**Quoted passage**:
>> begin
Following Stiglitz, securitzation made it more difficult to renegotiate mortgages.  They were packed and sliced.  The mortgage servicers have little incentive to renegotiate, particularly when the securities contain specific restrictions making such action more difficult.

Add to this that a typical highly indebted homeowner has a first mortgage for, say, 80 percent of the value of the house, and a second mortgage for, say, 15 percent.  If the home falls 20 percent in value, we have a problem.  A single mortgage of 95% would be easier to write down because both borrower and lender would be interested in a -- theoretically both would be interested in getting the financial incentives right to stay in the home.  But the second mortgage holder has no reason, since he will be wiped out in foreclosure.  A dim chance of recovery in the housing market is the only light he sees in terms of getting any of his money back.  The interests of the first and second mortgage holders are thus diametrically opposed.  

Add to this the fact that the holder of the second mortgage was often, who else?  the mortgage servicer who has responsibility for renegotiation.

And beneath it all, there is the trepidation of the banks themselves, or the mortgage holders, who would be required to recognize losses that bad accounting allows them to ignore at present.

So what is the answer?

The economy needs to reduce this debt.  Stiglitz suggests the best of all options.  Homeowners Chapter 11.

One in seven mortgages is delinquent.  The proportion of those 90 days or more and in the foreclosure process continues to expand.  Check the blog for Calculated Risk's chart.

MBA Prime Delinquency and Foreclosure RateClick on graph for larger image in new window.

Homeowners Chapter 11 is modeled on the corporate bankruptcy process, which he discusses in his must-read book FREEFALL.  This would be a speedy restructuring of liabilities of poorer homeowners.  In a corporate Chapter 11, the stock holders, those who own the equity, are wiped out, and the bondholders become the new equity owners.  In a home, it is the homeowner who holds the equity, so to speak, and the bank is the bondholder.  Here, along with writing down the value of what the homeowner owes, the bank receives equity, and when the house is eventually sold, a large fraction of the capital gain on the house would go to the lender.  Obviously those who bought mainly to speculate would not find such a deal attractive.


With Homeowners' Chapter 11, people would not have to go through the full bankruptcy process, discharging all of their debts.  The home would be treated as if it were a separate corporation.  The house would be appraised and the individual's debt would be written down to, say, 90 percent of the appraisal.  The bank avoids foreclosure losses and gets upside potential.  The foofaraw around renegotiation is greatly diminished.  Debt disappears.

Another idea Stiglitz presents in his book, which you have heard here, is using the very low borrowing costs of the federal government to directly benefit citizens, rather than going a long way around through the banks and maybe getting someday back to something to do with what could be a real economy.

The government not only has low borrowing costs, but it is in a much better situation to ensure payment.  If the government lends to the homeowner at 2 percent rather than 6 percent, for example, the interest payments on a $300,000 mortgage drop to $1,500 a month from $6,000.  Quoting now, rather than paraphrasing.  

"For someone struggling to get along at twice the poverty rate, around $30,000 a year, that cuts house payments from 60 percent of the before-tax income to 20 percent.  Where 60 percent is not manageable, 20 percent is.  And apart from the cost of sending out the notices, the government makes a nice $6,000 profit per year on the deal.
>> end
**Written exercise a**: Lay out the entries as a Markdown table with the columns Row and Line. Number each line in order and leave out blank lines, covering the part that opens with the first line of the entries and closes with the line containing "column 319, row 178", both included.

**Record set**:
>> begin
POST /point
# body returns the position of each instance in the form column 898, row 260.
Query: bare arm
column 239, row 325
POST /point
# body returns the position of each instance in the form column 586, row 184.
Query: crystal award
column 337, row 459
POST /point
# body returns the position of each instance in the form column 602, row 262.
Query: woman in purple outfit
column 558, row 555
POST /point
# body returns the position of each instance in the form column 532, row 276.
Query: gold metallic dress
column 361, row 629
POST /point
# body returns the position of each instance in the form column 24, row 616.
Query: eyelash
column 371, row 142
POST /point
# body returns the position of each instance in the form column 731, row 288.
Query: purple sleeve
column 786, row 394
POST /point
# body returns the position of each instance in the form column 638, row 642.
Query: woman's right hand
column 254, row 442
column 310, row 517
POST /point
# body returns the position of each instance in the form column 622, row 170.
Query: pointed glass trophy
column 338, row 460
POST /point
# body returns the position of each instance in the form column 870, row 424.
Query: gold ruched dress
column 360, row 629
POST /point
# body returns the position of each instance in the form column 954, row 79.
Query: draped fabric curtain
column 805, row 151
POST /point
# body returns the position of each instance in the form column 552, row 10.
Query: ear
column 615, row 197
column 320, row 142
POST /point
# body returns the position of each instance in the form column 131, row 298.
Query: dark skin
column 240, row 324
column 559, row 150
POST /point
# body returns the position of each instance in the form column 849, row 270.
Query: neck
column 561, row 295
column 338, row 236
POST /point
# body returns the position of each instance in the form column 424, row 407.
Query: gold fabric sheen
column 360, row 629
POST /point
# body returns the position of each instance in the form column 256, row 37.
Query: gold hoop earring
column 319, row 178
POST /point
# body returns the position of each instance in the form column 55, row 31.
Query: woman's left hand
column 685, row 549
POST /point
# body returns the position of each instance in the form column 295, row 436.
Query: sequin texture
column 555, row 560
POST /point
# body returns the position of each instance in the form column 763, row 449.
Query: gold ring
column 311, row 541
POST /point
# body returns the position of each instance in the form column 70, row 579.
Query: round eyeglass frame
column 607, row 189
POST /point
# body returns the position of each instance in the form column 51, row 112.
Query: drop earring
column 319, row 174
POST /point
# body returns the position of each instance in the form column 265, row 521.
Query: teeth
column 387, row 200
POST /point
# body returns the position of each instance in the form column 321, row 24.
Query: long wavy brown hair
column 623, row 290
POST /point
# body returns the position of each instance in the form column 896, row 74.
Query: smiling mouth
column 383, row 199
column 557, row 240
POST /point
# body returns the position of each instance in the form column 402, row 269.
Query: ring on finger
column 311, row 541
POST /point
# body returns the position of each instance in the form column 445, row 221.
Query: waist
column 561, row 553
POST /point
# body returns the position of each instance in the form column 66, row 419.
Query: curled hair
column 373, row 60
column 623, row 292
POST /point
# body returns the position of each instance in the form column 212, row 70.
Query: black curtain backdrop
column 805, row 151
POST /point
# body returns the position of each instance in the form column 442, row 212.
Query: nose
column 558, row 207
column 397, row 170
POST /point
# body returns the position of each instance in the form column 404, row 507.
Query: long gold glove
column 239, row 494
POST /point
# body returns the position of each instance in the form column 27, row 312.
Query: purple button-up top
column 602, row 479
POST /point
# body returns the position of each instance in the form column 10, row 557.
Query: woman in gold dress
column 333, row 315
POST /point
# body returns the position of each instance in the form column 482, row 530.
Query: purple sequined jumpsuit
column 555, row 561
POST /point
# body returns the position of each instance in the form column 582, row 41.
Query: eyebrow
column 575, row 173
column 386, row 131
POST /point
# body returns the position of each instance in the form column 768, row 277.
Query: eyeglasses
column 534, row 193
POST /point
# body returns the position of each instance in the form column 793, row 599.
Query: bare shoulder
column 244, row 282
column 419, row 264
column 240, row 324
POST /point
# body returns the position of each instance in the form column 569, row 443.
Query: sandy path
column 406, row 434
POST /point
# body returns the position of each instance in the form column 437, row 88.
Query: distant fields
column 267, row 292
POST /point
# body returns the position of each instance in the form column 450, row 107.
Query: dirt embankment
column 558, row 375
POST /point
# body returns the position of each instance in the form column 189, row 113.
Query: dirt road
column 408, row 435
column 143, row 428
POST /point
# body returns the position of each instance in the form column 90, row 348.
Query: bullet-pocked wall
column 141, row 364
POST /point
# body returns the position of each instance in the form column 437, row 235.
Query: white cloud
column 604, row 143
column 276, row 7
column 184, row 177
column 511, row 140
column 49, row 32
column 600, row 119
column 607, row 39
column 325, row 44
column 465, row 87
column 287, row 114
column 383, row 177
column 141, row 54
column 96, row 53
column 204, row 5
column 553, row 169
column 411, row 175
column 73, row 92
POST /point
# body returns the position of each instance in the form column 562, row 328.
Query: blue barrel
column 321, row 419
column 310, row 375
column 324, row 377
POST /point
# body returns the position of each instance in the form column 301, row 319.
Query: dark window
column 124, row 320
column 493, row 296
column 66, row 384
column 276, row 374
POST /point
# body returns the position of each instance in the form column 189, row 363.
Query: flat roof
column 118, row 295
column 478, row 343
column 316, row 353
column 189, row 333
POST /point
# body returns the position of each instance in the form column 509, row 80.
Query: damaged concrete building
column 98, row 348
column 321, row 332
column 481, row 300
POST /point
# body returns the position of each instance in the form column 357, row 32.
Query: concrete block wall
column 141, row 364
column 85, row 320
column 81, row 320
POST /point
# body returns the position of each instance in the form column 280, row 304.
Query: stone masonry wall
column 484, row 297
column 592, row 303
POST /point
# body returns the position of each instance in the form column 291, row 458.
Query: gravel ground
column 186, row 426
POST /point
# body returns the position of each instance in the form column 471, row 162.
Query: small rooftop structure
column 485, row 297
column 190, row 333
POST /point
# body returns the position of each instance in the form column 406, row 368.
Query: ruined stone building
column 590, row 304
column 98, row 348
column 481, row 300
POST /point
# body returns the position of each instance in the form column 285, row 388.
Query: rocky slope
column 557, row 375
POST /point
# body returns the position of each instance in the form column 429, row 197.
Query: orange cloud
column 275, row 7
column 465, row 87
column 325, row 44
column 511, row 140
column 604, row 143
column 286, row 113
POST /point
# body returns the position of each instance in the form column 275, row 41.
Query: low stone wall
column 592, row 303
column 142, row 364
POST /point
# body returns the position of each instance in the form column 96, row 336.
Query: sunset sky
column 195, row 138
>> end
**Written exercise b**: In the mortgage discussion, reproduce the part that opens with the words containing "Another idea Stiglitz" and closes with "rather than paraphrasing.", substituting "financing costs" for every occurrence of "borrowing costs".

**Worked solution a**:
| Row | Line |
|---|---|
| 1 | POST /point |
| 2 | # body returns the position of each instance in the form column 898, row 260. |
| 3 | Query: bare arm |
| 4 | column 239, row 325 |
| 5 | POST /point |
| 6 | # body returns the position of each instance in the form column 586, row 184. |
| 7 | Query: crystal award |
| 8 | column 337, row 459 |
| 9 | POST /point |
| 10 | # body returns the position of each instance in the form column 602, row 262. |
| 11 | Query: woman in purple outfit |
| 12 | column 558, row 555 |
| 13 | POST /point |
| 14 | # body returns the position of each instance in the form column 532, row 276. |
| 15 | Query: gold metallic dress |
| 16 | column 361, row 629 |
| 17 | POST /point |
| 18 | # body returns the position of each instance in the form column 24, row 616. |
| 19 | Query: eyelash |
| 20 | column 371, row 142 |
| 21 | POST /point |
| 22 | # body returns the position of each instance in the form column 731, row 288. |
| 23 | Query: purple sleeve |
| 24 | column 786, row 394 |
| 25 | POST /point |
| 26 | # body returns the position of each instance in the form column 638, row 642. |
| 27 | Query: woman's right hand |
| 28 | column 254, row 442 |
| 29 | column 310, row 517 |
| 30 | POST /point |
| 31 | # body returns the position of each instance in the form column 622, row 170. |
| 32 | Query: pointed glass trophy |
| 33 | column 338, row 460 |
| 34 | POST /point |
| 35 | # body returns the position of each instance in the form column 870, row 424. |
| 36 | Query: gold ruched dress |
| 37 | column 360, row 629 |
| 38 | POST /point |
| 39 | # body returns the position of each instance in the form column 954, row 79. |
| 40 | Query: draped fabric curtain |
| 41 | column 805, row 151 |
| 42 | POST /point |
| 43 | # body returns the position of each instance in the form column 552, row 10. |
| 44 | Query: ear |
| 45 | column 615, row 197 |
| 46 | column 320, row 142 |
| 47 | POST /point |
| 48 | # body returns the position of each instance in the form column 131, row 298. |
| 49 | Query: dark skin |
| 50 | column 240, row 324 |
| 51 | column 559, row 150 |
| 52 | POST /point |
| 53 | # body returns the position of each instance in the form column 849, row 270. |
| 54 | Query: neck |
| 55 | column 561, row 295 |
| 56 | column 338, row 236 |
| 57 | POST /point |
| 58 | # body returns the position of each instance in the form column 424, row 407. |
| 59 | Query: gold fabric sheen |
| 60 | column 360, row 629 |
| 61 | POST /point |
| 62 | # body returns the position of each instance in the form column 256, row 37. |
| 63 | Query: gold hoop earring |
| 64 | column 319, row 178 |

**Worked solution b**:
Another idea Stiglitz presents in his book, which you have heard here, is using the very low financing costs of the federal government to directly benefit citizens, rather than going a long way around through the banks and maybe getting someday back to something to do with what could be a real economy.

The government not only has low financing costs, but it is in a much better situation to ensure payment.  If the government lends to the homeowner at 2 percent rather than 6 percent, for example, the interest payments on a $300,000 mortgage drop to $1,500 a month from $6,000.  Quoting now, rather than paraphrasing.